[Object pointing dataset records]
--- BEGIN ---
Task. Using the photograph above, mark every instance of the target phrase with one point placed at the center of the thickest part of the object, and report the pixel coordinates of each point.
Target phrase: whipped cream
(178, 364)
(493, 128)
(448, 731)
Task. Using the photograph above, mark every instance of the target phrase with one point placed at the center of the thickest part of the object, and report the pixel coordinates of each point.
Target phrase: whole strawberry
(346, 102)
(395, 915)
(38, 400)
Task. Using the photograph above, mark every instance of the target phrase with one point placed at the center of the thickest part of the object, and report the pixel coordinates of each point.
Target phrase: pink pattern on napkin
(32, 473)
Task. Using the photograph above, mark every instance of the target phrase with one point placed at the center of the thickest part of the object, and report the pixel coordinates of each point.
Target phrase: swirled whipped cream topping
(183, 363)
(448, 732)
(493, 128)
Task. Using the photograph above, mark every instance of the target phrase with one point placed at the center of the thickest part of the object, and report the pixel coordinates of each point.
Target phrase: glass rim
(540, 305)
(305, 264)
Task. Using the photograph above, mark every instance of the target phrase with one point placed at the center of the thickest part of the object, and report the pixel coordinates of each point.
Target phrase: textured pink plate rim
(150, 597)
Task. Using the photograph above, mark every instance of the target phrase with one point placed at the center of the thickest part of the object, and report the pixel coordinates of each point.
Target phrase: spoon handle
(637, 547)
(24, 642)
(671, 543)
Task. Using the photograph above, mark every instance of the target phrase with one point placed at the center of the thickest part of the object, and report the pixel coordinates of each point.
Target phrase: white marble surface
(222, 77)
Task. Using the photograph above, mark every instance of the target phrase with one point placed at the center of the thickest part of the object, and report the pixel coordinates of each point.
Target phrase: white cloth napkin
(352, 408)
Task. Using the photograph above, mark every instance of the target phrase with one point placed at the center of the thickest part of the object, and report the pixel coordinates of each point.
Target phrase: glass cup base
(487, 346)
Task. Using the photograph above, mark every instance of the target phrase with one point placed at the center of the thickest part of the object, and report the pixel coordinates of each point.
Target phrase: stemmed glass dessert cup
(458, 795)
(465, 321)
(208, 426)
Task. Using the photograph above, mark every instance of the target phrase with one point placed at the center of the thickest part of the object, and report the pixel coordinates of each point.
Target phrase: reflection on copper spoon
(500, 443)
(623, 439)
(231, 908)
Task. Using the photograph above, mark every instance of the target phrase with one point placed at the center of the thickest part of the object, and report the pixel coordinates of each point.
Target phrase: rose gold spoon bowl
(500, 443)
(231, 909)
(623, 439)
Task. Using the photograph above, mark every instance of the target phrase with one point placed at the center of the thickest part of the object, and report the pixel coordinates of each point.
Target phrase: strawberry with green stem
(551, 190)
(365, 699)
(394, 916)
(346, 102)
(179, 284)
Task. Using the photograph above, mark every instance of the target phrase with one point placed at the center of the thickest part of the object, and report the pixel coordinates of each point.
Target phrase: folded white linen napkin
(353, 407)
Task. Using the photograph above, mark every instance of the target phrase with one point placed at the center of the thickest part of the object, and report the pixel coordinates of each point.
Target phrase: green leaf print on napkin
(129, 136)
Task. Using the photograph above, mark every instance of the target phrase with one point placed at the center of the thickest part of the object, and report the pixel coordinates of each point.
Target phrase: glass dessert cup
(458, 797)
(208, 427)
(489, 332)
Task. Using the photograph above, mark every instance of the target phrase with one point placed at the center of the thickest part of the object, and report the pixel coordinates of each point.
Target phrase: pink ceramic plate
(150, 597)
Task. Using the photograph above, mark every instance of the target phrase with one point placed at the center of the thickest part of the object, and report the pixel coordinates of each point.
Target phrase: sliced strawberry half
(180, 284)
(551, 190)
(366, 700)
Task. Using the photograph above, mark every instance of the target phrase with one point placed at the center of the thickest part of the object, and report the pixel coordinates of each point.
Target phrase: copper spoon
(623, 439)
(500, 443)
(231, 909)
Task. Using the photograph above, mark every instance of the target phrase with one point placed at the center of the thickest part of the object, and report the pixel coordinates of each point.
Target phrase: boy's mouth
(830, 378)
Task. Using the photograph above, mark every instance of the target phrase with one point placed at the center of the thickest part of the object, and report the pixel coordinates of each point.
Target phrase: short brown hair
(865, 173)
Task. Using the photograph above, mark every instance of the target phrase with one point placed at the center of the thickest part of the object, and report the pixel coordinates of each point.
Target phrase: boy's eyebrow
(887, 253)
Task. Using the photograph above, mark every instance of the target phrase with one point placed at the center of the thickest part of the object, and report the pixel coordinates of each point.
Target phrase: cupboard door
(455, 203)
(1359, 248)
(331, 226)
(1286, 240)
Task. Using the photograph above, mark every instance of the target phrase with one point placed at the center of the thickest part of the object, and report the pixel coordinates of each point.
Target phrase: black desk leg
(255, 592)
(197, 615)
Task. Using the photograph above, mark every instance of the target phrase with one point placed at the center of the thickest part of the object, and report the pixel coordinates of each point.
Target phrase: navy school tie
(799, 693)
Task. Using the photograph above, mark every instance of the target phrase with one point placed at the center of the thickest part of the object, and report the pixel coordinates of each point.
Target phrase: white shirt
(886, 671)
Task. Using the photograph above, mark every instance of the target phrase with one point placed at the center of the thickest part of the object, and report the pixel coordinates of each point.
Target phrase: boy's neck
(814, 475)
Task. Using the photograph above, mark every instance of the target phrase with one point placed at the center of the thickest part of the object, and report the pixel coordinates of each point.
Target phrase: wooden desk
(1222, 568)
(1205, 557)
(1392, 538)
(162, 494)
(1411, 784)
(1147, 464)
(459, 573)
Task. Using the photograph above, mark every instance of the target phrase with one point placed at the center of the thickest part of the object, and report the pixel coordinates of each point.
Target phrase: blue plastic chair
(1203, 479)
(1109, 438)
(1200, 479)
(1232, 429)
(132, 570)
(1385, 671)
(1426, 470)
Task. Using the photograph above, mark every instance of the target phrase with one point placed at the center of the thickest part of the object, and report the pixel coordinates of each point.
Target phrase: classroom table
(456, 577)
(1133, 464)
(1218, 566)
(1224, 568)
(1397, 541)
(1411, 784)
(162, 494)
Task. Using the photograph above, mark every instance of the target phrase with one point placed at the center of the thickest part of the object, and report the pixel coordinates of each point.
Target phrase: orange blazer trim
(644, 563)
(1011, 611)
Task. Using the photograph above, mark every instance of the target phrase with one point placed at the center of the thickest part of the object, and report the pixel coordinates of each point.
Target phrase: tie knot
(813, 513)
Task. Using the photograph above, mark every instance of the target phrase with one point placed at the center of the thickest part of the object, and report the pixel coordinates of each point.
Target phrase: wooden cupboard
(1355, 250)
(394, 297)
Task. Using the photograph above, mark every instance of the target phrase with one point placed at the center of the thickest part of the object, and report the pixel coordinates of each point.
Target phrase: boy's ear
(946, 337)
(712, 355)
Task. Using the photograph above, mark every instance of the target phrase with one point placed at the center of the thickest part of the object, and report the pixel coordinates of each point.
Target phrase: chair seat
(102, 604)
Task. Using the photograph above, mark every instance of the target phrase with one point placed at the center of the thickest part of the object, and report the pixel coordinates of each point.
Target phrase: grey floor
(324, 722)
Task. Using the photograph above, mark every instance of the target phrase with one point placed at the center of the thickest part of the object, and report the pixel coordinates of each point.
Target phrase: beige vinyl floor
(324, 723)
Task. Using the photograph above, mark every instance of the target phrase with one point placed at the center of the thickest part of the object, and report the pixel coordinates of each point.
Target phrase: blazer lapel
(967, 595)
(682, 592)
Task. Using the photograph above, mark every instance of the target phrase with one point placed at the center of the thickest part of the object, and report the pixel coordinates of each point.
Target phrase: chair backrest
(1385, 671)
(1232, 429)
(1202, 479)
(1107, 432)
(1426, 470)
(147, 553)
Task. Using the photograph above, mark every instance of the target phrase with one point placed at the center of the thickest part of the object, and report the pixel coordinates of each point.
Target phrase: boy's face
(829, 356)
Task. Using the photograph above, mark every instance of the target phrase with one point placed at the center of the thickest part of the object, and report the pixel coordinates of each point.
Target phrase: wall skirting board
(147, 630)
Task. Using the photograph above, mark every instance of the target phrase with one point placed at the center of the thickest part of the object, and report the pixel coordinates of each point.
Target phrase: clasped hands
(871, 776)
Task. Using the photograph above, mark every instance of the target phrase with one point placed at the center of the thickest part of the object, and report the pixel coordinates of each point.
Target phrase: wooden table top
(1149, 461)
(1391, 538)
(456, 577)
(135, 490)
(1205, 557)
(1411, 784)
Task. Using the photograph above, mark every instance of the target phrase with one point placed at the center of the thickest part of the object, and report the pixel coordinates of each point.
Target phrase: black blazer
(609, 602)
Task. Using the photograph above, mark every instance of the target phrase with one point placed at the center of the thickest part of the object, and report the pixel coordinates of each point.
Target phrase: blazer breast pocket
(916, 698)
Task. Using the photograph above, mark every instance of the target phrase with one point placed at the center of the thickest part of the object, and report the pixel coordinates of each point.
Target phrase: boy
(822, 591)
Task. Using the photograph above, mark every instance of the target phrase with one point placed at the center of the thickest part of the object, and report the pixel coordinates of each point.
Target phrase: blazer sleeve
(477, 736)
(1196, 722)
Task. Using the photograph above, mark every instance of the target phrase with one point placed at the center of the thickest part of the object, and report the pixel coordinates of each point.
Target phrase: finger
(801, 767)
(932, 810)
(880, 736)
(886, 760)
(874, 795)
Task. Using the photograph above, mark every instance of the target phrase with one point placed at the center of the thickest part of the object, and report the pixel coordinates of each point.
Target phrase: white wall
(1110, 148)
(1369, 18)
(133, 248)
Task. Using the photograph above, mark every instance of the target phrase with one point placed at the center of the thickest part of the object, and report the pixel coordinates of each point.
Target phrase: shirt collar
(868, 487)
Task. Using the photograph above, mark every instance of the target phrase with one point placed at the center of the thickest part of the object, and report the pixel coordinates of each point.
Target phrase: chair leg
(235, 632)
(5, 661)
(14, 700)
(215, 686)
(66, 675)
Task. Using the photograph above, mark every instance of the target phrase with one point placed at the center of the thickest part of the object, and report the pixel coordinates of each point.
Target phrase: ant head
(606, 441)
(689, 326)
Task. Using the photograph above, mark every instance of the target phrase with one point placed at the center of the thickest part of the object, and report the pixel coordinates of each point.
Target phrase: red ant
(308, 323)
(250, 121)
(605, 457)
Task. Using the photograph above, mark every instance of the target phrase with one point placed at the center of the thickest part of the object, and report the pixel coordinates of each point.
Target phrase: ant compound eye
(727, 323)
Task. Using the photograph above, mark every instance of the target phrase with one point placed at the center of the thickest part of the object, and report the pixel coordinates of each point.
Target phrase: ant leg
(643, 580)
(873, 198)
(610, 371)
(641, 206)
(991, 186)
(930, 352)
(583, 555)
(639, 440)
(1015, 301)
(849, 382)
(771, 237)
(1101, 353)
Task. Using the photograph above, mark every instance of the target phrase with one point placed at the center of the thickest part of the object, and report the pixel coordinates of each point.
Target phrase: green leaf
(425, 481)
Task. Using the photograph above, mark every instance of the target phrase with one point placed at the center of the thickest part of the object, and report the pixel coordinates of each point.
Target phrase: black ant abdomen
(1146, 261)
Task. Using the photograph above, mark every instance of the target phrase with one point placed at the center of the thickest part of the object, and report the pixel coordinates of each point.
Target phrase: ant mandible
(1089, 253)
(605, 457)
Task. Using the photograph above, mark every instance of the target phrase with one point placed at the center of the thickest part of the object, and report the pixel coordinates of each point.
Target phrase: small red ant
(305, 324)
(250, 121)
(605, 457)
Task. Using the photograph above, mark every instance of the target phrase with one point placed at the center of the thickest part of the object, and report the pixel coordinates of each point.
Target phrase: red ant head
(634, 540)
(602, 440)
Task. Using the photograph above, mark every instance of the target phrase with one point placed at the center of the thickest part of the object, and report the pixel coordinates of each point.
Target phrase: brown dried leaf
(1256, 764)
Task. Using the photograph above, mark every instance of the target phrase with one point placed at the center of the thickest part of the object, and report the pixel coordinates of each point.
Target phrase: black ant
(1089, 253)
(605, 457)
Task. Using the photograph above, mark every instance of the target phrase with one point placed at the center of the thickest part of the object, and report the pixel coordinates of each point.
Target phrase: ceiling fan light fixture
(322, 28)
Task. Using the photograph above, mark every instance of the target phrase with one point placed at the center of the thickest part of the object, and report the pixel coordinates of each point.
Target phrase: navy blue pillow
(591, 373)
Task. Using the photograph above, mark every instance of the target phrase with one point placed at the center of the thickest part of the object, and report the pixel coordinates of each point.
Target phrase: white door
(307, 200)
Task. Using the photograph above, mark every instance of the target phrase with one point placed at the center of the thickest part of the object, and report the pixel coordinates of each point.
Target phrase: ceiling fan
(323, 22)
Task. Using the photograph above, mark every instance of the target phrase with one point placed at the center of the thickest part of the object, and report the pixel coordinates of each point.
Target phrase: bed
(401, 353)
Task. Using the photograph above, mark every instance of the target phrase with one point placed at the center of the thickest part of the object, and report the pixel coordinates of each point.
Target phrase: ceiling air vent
--- END ---
# Written problem
List every line of the records above that contains the word "leaf", matching case exactly.

# Output for this task
Target phrase: green leaf print on napkin
Target phrase: green leaf
Target phrase: brown dried leaf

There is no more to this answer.